## Aim of the task
Examine the records below and count how many lines contain the string "tequila". Give only the number.

[Source records]
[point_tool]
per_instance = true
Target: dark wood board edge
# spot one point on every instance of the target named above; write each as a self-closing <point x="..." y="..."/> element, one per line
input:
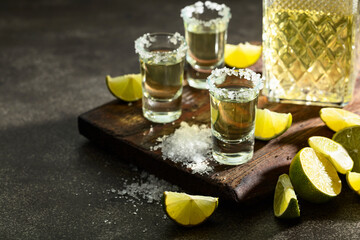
<point x="194" y="183"/>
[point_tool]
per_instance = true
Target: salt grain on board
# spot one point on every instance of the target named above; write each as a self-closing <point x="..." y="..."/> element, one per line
<point x="189" y="145"/>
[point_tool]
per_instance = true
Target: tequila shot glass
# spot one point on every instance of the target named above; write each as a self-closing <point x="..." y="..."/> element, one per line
<point x="233" y="101"/>
<point x="205" y="32"/>
<point x="162" y="59"/>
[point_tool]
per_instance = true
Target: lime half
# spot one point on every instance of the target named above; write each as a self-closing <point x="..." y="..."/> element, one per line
<point x="333" y="152"/>
<point x="314" y="179"/>
<point x="285" y="201"/>
<point x="126" y="87"/>
<point x="349" y="138"/>
<point x="269" y="125"/>
<point x="337" y="119"/>
<point x="189" y="210"/>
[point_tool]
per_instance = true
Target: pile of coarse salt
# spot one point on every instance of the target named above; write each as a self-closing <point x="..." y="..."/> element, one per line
<point x="189" y="145"/>
<point x="148" y="188"/>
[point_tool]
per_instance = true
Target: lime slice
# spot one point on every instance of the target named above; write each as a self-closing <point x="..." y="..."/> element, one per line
<point x="269" y="125"/>
<point x="337" y="119"/>
<point x="126" y="87"/>
<point x="189" y="210"/>
<point x="333" y="152"/>
<point x="285" y="201"/>
<point x="353" y="180"/>
<point x="314" y="178"/>
<point x="349" y="138"/>
<point x="241" y="55"/>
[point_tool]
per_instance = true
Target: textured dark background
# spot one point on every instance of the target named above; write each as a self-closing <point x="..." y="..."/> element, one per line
<point x="54" y="56"/>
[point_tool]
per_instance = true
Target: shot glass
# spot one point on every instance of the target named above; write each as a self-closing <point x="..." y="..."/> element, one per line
<point x="162" y="59"/>
<point x="233" y="100"/>
<point x="206" y="33"/>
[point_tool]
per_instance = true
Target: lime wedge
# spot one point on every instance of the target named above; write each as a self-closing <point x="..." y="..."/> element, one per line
<point x="314" y="179"/>
<point x="349" y="138"/>
<point x="337" y="119"/>
<point x="285" y="201"/>
<point x="333" y="152"/>
<point x="126" y="87"/>
<point x="353" y="180"/>
<point x="189" y="210"/>
<point x="269" y="125"/>
<point x="242" y="55"/>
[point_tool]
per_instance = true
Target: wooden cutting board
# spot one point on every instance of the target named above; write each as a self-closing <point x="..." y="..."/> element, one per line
<point x="122" y="129"/>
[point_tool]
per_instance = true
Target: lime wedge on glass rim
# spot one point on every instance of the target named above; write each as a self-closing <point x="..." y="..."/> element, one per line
<point x="285" y="201"/>
<point x="189" y="210"/>
<point x="349" y="138"/>
<point x="333" y="152"/>
<point x="269" y="125"/>
<point x="314" y="178"/>
<point x="127" y="87"/>
<point x="337" y="119"/>
<point x="242" y="55"/>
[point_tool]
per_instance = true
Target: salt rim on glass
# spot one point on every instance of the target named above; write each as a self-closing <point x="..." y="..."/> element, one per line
<point x="144" y="42"/>
<point x="187" y="13"/>
<point x="219" y="76"/>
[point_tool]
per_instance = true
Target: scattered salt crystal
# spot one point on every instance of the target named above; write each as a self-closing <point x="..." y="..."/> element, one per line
<point x="189" y="145"/>
<point x="148" y="188"/>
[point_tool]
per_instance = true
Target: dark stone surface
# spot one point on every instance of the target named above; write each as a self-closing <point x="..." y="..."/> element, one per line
<point x="54" y="56"/>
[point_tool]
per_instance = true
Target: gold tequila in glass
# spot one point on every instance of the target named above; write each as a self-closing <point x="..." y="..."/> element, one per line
<point x="162" y="59"/>
<point x="205" y="32"/>
<point x="309" y="51"/>
<point x="233" y="101"/>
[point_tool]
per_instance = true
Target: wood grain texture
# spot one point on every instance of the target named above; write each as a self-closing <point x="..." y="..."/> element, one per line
<point x="122" y="129"/>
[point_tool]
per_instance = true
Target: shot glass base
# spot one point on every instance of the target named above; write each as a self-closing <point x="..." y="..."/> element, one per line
<point x="161" y="117"/>
<point x="232" y="158"/>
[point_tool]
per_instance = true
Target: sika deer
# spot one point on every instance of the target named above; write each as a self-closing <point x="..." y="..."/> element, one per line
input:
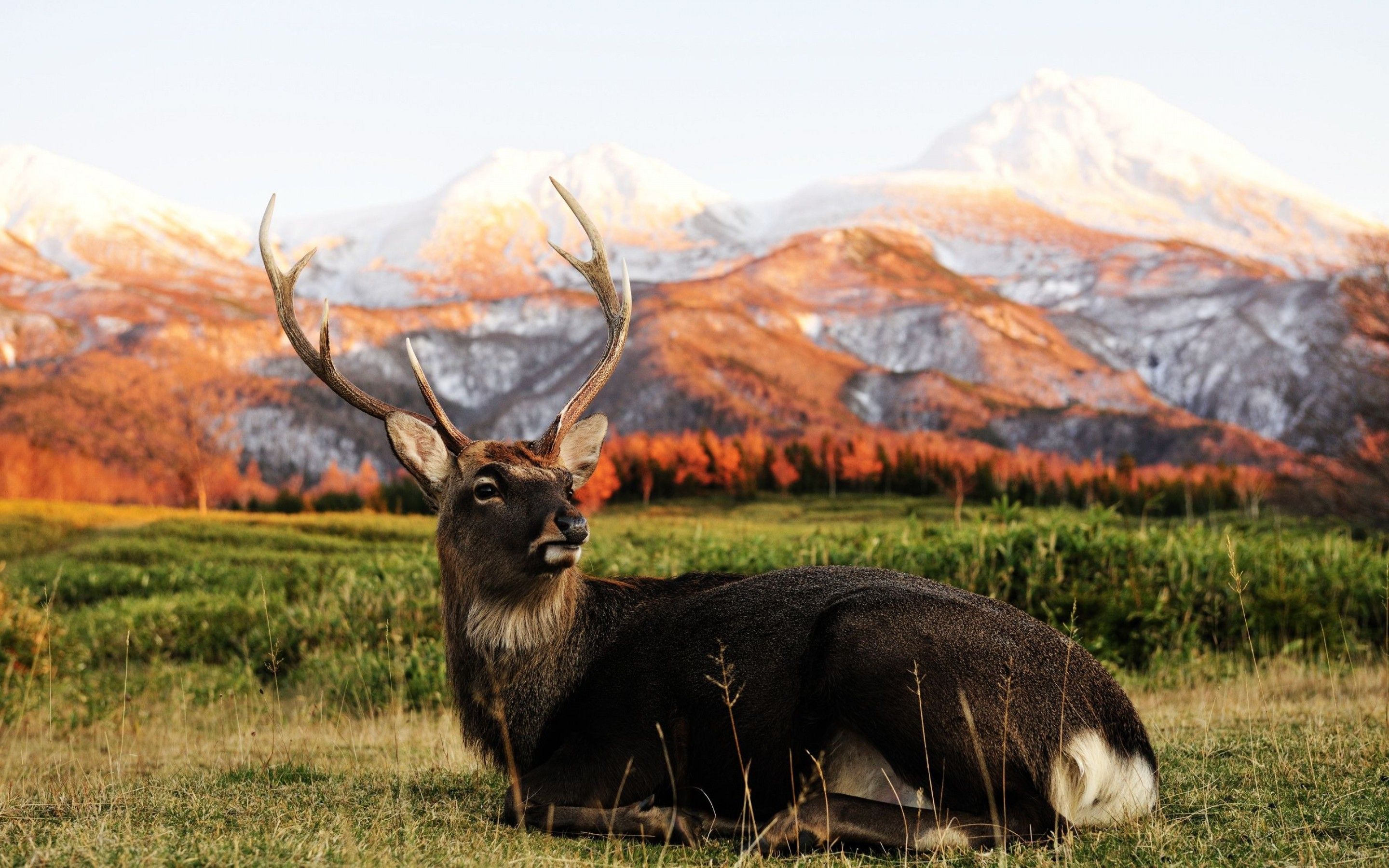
<point x="812" y="706"/>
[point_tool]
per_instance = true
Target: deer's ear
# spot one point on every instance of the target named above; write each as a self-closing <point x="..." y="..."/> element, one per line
<point x="422" y="450"/>
<point x="581" y="448"/>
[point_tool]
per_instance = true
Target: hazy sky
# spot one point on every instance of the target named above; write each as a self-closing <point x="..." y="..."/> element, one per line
<point x="346" y="105"/>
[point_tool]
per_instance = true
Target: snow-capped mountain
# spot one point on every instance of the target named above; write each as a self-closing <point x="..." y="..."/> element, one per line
<point x="81" y="220"/>
<point x="1109" y="153"/>
<point x="1027" y="280"/>
<point x="485" y="232"/>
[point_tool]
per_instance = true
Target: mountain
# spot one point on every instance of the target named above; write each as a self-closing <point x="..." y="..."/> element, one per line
<point x="62" y="216"/>
<point x="1107" y="153"/>
<point x="1041" y="278"/>
<point x="485" y="232"/>
<point x="827" y="332"/>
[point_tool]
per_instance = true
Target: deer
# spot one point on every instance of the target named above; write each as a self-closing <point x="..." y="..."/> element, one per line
<point x="809" y="707"/>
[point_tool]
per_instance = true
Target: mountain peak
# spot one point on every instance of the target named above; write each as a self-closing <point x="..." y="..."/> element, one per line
<point x="71" y="212"/>
<point x="1113" y="155"/>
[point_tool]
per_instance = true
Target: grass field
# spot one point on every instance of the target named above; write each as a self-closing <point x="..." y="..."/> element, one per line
<point x="250" y="689"/>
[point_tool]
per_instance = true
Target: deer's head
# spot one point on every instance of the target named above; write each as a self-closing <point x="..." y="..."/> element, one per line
<point x="504" y="504"/>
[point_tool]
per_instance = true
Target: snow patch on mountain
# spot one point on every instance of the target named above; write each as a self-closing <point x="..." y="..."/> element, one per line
<point x="1109" y="153"/>
<point x="496" y="221"/>
<point x="82" y="218"/>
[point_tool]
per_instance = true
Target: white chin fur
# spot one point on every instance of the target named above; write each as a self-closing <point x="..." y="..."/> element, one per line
<point x="566" y="556"/>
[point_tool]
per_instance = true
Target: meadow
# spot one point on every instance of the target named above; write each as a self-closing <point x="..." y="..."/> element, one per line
<point x="266" y="689"/>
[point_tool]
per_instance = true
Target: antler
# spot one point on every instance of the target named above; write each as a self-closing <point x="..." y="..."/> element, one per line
<point x="617" y="310"/>
<point x="321" y="362"/>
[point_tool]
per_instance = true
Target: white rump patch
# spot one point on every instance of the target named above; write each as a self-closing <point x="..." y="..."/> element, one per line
<point x="1095" y="787"/>
<point x="853" y="767"/>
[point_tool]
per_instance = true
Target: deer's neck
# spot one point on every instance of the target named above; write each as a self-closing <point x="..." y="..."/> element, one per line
<point x="512" y="659"/>
<point x="526" y="625"/>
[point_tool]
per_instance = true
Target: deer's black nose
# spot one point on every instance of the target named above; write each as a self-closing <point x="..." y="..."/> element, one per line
<point x="574" y="527"/>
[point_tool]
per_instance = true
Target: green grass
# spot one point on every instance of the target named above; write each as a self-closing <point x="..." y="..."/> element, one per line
<point x="272" y="689"/>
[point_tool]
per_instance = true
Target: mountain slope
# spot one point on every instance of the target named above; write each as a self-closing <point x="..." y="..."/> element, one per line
<point x="485" y="234"/>
<point x="1112" y="155"/>
<point x="828" y="332"/>
<point x="84" y="221"/>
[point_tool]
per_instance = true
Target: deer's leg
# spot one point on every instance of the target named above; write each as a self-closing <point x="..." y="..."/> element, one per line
<point x="642" y="820"/>
<point x="589" y="788"/>
<point x="848" y="821"/>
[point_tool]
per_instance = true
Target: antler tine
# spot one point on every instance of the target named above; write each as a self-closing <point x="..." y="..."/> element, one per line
<point x="321" y="360"/>
<point x="616" y="309"/>
<point x="450" y="434"/>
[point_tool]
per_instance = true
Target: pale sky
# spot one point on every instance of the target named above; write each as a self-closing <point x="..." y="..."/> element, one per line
<point x="351" y="105"/>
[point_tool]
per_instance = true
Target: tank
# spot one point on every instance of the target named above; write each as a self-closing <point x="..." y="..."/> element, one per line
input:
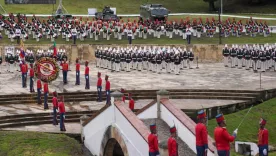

## Solution below
2